--- Aim of the exercise ---
Count how many lines in the data hold "trap". Only the number.

--- Supplied material ---
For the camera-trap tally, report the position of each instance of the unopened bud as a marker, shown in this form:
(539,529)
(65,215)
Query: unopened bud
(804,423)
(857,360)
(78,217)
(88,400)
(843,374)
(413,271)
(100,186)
...
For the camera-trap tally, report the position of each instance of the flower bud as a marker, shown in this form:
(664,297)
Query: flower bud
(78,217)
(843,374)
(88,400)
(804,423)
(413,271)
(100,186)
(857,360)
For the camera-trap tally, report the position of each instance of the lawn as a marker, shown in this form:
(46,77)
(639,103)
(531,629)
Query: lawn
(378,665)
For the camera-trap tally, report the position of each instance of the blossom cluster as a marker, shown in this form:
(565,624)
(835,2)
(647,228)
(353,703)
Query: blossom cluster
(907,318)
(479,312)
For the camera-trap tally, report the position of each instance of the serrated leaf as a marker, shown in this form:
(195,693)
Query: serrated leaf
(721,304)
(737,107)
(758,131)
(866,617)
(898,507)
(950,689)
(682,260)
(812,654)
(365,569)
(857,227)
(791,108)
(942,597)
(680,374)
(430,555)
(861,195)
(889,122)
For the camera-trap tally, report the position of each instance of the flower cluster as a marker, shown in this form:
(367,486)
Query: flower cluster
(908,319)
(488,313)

--- Output of the task ---
6